### [WHAT IS NEEDED]
Each line that follows should be printed again exactly as it stands.

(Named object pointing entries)
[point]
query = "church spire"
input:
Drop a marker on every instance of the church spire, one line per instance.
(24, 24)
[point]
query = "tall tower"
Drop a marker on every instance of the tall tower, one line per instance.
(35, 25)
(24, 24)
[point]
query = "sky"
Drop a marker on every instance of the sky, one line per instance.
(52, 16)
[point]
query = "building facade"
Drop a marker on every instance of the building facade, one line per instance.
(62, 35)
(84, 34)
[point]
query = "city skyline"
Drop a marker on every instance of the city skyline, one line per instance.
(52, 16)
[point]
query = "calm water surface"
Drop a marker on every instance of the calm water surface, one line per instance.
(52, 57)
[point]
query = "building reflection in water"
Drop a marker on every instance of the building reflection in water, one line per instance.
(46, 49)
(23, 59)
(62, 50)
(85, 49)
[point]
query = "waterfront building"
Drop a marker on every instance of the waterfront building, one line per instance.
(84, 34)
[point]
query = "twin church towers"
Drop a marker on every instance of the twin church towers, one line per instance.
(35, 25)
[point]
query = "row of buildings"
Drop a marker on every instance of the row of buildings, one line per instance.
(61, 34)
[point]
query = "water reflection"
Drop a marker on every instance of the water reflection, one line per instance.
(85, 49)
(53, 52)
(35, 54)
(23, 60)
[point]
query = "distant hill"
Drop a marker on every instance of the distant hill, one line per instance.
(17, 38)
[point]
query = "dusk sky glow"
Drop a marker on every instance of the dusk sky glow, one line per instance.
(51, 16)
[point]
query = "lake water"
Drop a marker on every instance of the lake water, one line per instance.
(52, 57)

### [FINAL RESULT]
[point]
query = "church spire"
input:
Drop a marker on every instance of the church spire, one line per instance.
(24, 24)
[point]
query = "tall tower"
Drop a marker on every instance of the tall tower, one line per instance.
(35, 25)
(24, 24)
[point]
query = "sky"
Drop a marker on every instance of the sky, one line per instance.
(52, 16)
[point]
query = "building facade"
Drop a marker on every instance of the building facade, one line per instance.
(62, 35)
(84, 34)
[point]
query = "city skyline"
Drop a marker on every instance of the city skyline, one line per instance.
(52, 16)
[point]
query = "calm water surface"
Drop a marker on every instance of the calm water surface, one line per instance.
(52, 57)
[point]
query = "building reflection in water"
Drop a marker on every instance of the building reflection in water, one line per instance.
(46, 49)
(23, 59)
(62, 50)
(85, 49)
[point]
query = "waterfront building"
Drop a marker on every instance of the waterfront building, one line per instance.
(84, 34)
[point]
query = "twin church towers"
Drop a marker on every instance of the twin church towers, one line per instance.
(35, 25)
[point]
query = "row of buildings"
Drop a marker on every instance of the row of buildings, one line per instance.
(61, 34)
[point]
query = "water reflection"
Drop a marker on every instance of the water reflection, one line per instance.
(85, 49)
(53, 52)
(35, 54)
(23, 60)
[point]
query = "distant hill"
Drop a marker on every instance of the distant hill, one line per instance.
(17, 38)
[point]
query = "dusk sky glow"
Drop a marker on every instance of the dusk sky glow, one line per instance.
(51, 16)
[point]
query = "lake water"
Drop a marker on every instance of the lake water, one line per instance.
(52, 57)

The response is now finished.